Lista de atividades:
**A.** Diga se cada afirmação concorda com o texto sobre a renúncia de Mujica, respondendo sim ou não e transcrevendo as palavras do texto que decidem a questão: (i) Mujica tem 85 anos e sofre de uma doença autoimune; (ii) a cadeira de Mujica no Senado será ocupada por Yamandú Orsi; (iii) na mesma sessão extraordinária, Julio María Sanguinetti também renunciou.
**B.** Prossiga o texto sobre a renúncia de Mujica ao Senado, começando logo depois da última frase apresentada.

Ex-presidente uruguaio José ‘Pepe’ Mujica formaliza renúncia ao Senado e se retira da política
Pandemia precipitou decisão do ex-líder, de 85 anos, que sofre de doença autoimune
O ex-presidente uruguaio (2010-2015) José Pepe Mujica formalizou nesta terça-feira a renúncia à sua cadeira no Senado e, com isso, retirou-se definitivamente da política ativa. A renúncia de um dos líderes mais importantes da esquerda latino-americana foi precipitada pela pandemia de covid-19, porque o ex-presidente, de 85 anos, sofre de uma doença autoimune. “Esta situação me obriga, com grande pesar por minha profunda vocação política, a solicitar que se tramite minha renúncia à cadeira que os cidadãos me concederam”, escreveu Mujica em uma carta lida nesta terça-feira em sessão extraordinária do Senado. “A pandemia me expulsou”, acrescentou. “Na vida, há uma hora para chegar e uma hora para partir”, assinalou o ex-presidente sobre sua renúncia ao Senado, algo que já havia antecipado meses atrás e reiterado no dia das eleições municipais realizadas em 27 de setembro.
“O ódio é fogo como o amor, mas o amor cria e o ódio nos destrói”, disse Mujica em seu breve discurso durante uma sessão extraordinária da Câmara Alta, na qual também renunciou o ex-presidente (1985-1990 e 1995-2000) Julio María Sanguinetti. “Eu tenho minha boa quantidade de defeitos, sou passional, mas no meu jardim faz décadas que não cultivo o ódio, porque aprendi uma dura lição que a vida me impôs, que o ódio acaba idiotizando, ele nos faz perder objetividade”, acrescentou.
Depois dos discursos de despedida dos senadores de esquerda e de direita, Mujica pediu a palavra para agradecer o quanto haviam sido “elogiosos” em relação a ele. “Vencer na vida não é ganhar, é levantar e recomeçar toda vez que caímos”, disse.
O agora ex-senador, cuja cadeira na Câmara Alta será ocupada por Alejandro Sánchez, também da Frente Ampla, referiu-se à nova era que lhe coube viver, dominada pela tecnologia, e negou que pense em algum sucessor ― já que muitos apontam Sánchez e Yamandú Orsi, governador de Canelones, como seus ‘filhos políticos’. “Em política não há sucessão, há causas. Todos passamos, algumas causas sobrevivem e têm de ser transformadas, e a única coisa permanente é a mudança. A biologia impõe mudanças, mas também precisa existir a atitude de dar oportunidade às novas gerações”, assinalou.

Material fornecido:
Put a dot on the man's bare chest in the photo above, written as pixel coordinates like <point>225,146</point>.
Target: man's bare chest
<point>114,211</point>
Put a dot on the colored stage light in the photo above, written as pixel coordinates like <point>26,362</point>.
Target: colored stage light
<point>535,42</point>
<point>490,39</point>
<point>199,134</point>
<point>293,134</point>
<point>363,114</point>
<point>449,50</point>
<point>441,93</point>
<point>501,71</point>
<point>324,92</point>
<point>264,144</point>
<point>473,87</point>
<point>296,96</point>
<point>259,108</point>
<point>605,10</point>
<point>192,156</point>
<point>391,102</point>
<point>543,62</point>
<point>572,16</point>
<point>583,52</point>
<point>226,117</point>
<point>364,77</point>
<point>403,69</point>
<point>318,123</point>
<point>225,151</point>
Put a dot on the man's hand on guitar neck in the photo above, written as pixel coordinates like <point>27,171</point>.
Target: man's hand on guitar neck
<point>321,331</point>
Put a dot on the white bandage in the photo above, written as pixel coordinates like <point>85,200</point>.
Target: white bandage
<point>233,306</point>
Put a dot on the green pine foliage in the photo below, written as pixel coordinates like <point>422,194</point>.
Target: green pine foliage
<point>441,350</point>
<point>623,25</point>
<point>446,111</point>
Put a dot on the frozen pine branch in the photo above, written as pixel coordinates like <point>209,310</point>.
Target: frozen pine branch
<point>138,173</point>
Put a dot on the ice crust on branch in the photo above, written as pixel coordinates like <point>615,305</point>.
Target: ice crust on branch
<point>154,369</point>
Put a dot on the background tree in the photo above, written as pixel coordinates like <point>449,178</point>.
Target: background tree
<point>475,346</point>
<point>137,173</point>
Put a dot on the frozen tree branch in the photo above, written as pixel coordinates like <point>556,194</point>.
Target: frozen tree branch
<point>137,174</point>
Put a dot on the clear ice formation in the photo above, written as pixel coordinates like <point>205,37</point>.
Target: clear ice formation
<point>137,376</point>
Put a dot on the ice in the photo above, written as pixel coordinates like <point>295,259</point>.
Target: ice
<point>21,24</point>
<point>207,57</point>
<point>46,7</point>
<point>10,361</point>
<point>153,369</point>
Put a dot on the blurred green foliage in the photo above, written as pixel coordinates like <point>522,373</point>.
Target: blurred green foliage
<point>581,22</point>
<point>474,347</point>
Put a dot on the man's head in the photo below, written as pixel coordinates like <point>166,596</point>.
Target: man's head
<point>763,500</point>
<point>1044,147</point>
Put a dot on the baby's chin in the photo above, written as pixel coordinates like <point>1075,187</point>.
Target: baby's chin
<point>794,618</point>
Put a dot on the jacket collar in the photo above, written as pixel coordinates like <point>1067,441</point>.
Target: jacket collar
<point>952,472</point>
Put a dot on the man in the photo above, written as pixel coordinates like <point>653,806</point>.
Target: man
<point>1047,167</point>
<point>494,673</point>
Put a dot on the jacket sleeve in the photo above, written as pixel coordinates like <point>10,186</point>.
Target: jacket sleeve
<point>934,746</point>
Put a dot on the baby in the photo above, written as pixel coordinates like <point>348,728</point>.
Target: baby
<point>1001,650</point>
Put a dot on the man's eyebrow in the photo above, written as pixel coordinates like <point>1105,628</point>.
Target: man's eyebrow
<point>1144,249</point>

Gabarito:
**A.**
(i) Sim: "o ex-presidente, de 85 anos, sofre de uma doença autoimune".
(ii) Não: "cuja cadeira na Câmara Alta será ocupada por Alejandro Sánchez".
(iii) Sim: "na qual também renunciou o ex-presidente (1985-1990 e 1995-2000) Julio María Sanguinetti".

**B.**
Em uma entrevista prévia à imprensa uruguaia, esclareceu que sua saída foi provocada pela pandemia. “Eu nem planejava ir [ao Senado], ia enviar um papelzinho, mas a vice-presidenta me ligou e... não sei, ela queria que houvesse um pouco de glamour. E eu lhe disse: ‘Está bem, vou’ ― terei de dizer alguma coisa. Mas estou saindo do Senado porque esse coronavírus me botou para fora. Porque tenho 85 anos, quase 86, tenho uma doença imunológica, uma doença bem estranha, que não é qualquer doença, é dessas que os médicos ficam analisando e você percebe que não sabem porcaria nenhuma. E não posso nem me vacinar. Adoro a política, mas adoro mais esticar a vida o quanto puder”, disse, com o mate na mão e o estilo descontraído que o caracterizam.
José Mujica nasceu em Montevidéu em 1935 e entrou em 1964 no grupo guerrilheiro Movimento de Libertação Nacional―Tupamaros. A ditadura militar o manteve preso por um total de 15 anos, incluindo um período de 12 anos seguidos que terminou em 1985. Foi um dos chamados “reféns” do regime militar, presos políticos que seriam executados caso seu grupo retomasse a luta armada. Seus anos de isolamento na prisão foram retratados em 2018 no filme Uma Noite de 12 Anos.
Em 1985, com o retorno à democracia, Mujica foi beneficiado por uma anistia geral decretada para pacificar ao país. Voltou então à política ativa. Passou pelo Senado, foi ministro da Agricultura e, finalmente, presidente do Uruguai de 2010 a 2015. Nunca deixou de viver em sua casa de campo nem perdeu seu estilo cordial, seu jeito claro e direto de falar e seus costumes humildes. Hoje, Pepe Mujica é a voz mais respeitada da esquerda latino-americana.